What is required: The records below are to be repeated in full, exactly as they are.

(Object position labeling entries)
------------------------------

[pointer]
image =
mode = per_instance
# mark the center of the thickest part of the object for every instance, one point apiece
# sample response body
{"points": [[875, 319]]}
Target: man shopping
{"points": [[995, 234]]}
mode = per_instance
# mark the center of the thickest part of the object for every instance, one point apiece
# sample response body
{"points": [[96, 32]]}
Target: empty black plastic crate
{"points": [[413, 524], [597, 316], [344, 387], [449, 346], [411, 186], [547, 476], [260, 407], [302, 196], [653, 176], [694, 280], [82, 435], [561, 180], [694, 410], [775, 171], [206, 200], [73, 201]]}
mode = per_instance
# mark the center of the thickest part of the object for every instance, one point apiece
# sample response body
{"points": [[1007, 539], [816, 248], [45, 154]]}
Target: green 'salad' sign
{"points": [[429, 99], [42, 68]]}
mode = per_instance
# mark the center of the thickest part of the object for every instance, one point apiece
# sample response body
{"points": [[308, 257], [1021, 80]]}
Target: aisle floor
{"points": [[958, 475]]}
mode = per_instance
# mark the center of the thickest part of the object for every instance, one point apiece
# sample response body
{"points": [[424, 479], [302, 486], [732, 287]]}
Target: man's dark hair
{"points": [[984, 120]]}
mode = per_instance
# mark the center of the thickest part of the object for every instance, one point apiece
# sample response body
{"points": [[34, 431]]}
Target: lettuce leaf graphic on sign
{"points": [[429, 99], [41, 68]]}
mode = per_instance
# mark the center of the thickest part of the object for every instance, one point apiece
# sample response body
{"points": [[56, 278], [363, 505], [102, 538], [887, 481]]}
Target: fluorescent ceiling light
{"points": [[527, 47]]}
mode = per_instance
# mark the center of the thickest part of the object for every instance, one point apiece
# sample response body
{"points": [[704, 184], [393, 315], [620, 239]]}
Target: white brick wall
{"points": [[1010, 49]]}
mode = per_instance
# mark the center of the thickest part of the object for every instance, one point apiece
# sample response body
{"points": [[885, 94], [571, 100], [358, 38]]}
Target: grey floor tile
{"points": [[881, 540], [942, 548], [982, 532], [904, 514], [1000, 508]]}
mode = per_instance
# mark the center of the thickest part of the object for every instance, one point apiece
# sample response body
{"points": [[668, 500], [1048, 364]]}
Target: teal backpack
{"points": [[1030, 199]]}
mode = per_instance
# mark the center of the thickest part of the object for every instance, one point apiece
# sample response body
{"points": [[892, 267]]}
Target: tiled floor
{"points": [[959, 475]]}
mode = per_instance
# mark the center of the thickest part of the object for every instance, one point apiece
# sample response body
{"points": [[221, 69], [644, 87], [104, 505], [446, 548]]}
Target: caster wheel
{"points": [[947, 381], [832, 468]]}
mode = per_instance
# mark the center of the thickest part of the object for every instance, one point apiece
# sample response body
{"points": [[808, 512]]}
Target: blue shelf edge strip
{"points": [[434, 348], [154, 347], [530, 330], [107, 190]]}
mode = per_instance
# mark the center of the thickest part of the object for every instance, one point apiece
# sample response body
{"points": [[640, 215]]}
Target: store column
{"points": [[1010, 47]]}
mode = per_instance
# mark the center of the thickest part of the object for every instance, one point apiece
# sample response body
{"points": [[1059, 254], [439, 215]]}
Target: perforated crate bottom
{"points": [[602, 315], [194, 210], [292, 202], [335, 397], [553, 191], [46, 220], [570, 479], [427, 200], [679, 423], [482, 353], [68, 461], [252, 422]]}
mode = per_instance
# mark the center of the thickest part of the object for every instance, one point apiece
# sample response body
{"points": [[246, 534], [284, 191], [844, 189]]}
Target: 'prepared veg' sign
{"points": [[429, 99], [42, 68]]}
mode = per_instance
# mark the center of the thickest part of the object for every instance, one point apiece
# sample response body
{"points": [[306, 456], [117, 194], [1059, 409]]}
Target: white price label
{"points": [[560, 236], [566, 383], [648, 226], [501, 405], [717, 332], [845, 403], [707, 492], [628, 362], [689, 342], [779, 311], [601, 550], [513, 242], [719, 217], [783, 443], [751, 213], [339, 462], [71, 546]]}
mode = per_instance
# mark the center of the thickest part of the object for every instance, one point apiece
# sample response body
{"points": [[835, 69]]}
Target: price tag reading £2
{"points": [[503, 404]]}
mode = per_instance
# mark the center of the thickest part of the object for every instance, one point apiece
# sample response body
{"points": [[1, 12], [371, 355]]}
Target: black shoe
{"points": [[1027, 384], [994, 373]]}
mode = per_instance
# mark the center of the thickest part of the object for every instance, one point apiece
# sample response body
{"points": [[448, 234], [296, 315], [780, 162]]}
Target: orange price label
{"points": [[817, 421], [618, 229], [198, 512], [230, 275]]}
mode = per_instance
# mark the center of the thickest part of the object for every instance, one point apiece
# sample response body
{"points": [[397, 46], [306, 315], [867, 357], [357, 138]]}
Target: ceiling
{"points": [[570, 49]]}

------------------------------

Output of the task:
[pointer]
image =
mode = per_instance
# mark the center of the thickest part of the object for every instance, one point apiece
# sample response body
{"points": [[875, 319]]}
Target: man shopping
{"points": [[995, 234]]}
mode = per_instance
# mark the center of the thickest part of the object for every instance, one point apiece
# sample response body
{"points": [[96, 32]]}
Target: empty black plastic crate
{"points": [[413, 524], [597, 316], [344, 387], [449, 346], [411, 186], [547, 476], [260, 407], [302, 196], [653, 176], [694, 280], [82, 435], [561, 180], [694, 410], [775, 171], [206, 200], [73, 201]]}
mode = per_instance
# mark the center of the thickest part of the object for every instance, one point apiece
# sample response body
{"points": [[1007, 539], [816, 248], [45, 154]]}
Target: green 'salad' sign
{"points": [[429, 99], [42, 68]]}
mode = per_instance
# mark the center of the thickest part of the object for every instance, one point apiece
# sample response body
{"points": [[308, 257], [1021, 80]]}
Target: aisle floor
{"points": [[958, 475]]}
mode = per_instance
# mark the center of the thickest part of the object for every instance, one point apiece
# sample response body
{"points": [[424, 479], [302, 486], [732, 287]]}
Target: man's dark hair
{"points": [[984, 120]]}
mode = per_instance
# mark the center of the thickest part of the object for every instance, one point apiece
# sample response body
{"points": [[34, 431]]}
Target: lettuce leaf graphic on sign
{"points": [[429, 99], [41, 68]]}
mode = per_instance
# mark the center of the thickest part of the object for every instance, one point apiece
# sample response body
{"points": [[56, 278], [363, 505], [102, 538], [887, 481]]}
Target: fluorescent ceiling light
{"points": [[527, 47]]}
mode = per_instance
# mark the center of the thickest part of the object for every instance, one point apiece
# sample response body
{"points": [[704, 184], [393, 315], [620, 239]]}
Target: white brick wall
{"points": [[1010, 49]]}
mode = per_instance
# mark the center of the thickest part of the object for every instance, one point apiece
# sample response body
{"points": [[885, 94], [571, 100], [358, 38]]}
Target: grey floor tile
{"points": [[881, 540], [942, 548], [982, 532], [904, 514], [1000, 508]]}
mode = per_instance
# mark the center of the thickest part of the object for every instance, one point apiece
# sample response body
{"points": [[668, 500], [1048, 364]]}
Target: teal backpack
{"points": [[1030, 199]]}
mode = per_instance
# mark the center of the thickest part of the object for every instance, one point apiece
# sample response body
{"points": [[892, 267]]}
Target: tiled floor
{"points": [[959, 475]]}
mode = per_instance
# mark the center of the thickest part of the object for every instance, one point apiece
# sample response body
{"points": [[221, 69], [644, 87], [104, 505], [446, 548]]}
Target: caster wheel
{"points": [[947, 381], [832, 468]]}
mode = per_instance
# mark the center of the thickest part of the object for every instance, one point apiece
# sample response body
{"points": [[808, 512]]}
Target: blue shelf edge strip
{"points": [[434, 348], [154, 347], [530, 330], [107, 190]]}
mode = per_instance
# mark the center of the thickest part of the object for every instance, one point apiece
# sample response body
{"points": [[640, 215]]}
Target: store column
{"points": [[1010, 47]]}
mode = per_instance
# mark the center of the thickest part of the object for every instance, one point apiece
# sample response body
{"points": [[1059, 254], [439, 215]]}
Target: perforated crate bottom
{"points": [[602, 315], [194, 210], [292, 202], [335, 397], [553, 191], [46, 220], [570, 479], [427, 200], [679, 423], [482, 353], [68, 461], [252, 422]]}
mode = per_instance
# mark the center of the thickest part of the object for every instance, one point apiece
# sample response body
{"points": [[246, 534], [284, 191], [844, 189]]}
Target: 'prepared veg' sign
{"points": [[429, 99], [42, 68]]}
mode = per_instance
# mark the center of the thickest part of the object for every instance, one point apiece
# sample response body
{"points": [[306, 456], [117, 194], [1059, 409]]}
Target: white price label
{"points": [[560, 236], [566, 383], [648, 226], [501, 405], [717, 332], [845, 403], [707, 492], [628, 362], [689, 342], [779, 311], [601, 550], [513, 242], [719, 217], [783, 443], [751, 213], [339, 462], [71, 546]]}
mode = per_instance
# mark the center of the thickest part of the object for every instance, one point apiece
# sample response body
{"points": [[835, 69]]}
Target: price tag reading £2
{"points": [[503, 404]]}
mode = per_instance
# mark the center of the thickest part of the object for every instance, one point apiece
# sample response body
{"points": [[1, 12], [371, 355]]}
Target: black shoe
{"points": [[1027, 384], [994, 373]]}
mode = per_instance
# mark the center of the thickest part of the object for every instance, one point apiece
# sample response body
{"points": [[448, 234], [296, 315], [780, 162]]}
Target: orange price label
{"points": [[817, 421], [618, 229], [198, 512], [230, 275]]}
mode = per_instance
# mark the center of the thickest part of the object for every instance, one point apiece
# sample response body
{"points": [[397, 46], [306, 315], [867, 357], [357, 138]]}
Target: ceiling
{"points": [[570, 49]]}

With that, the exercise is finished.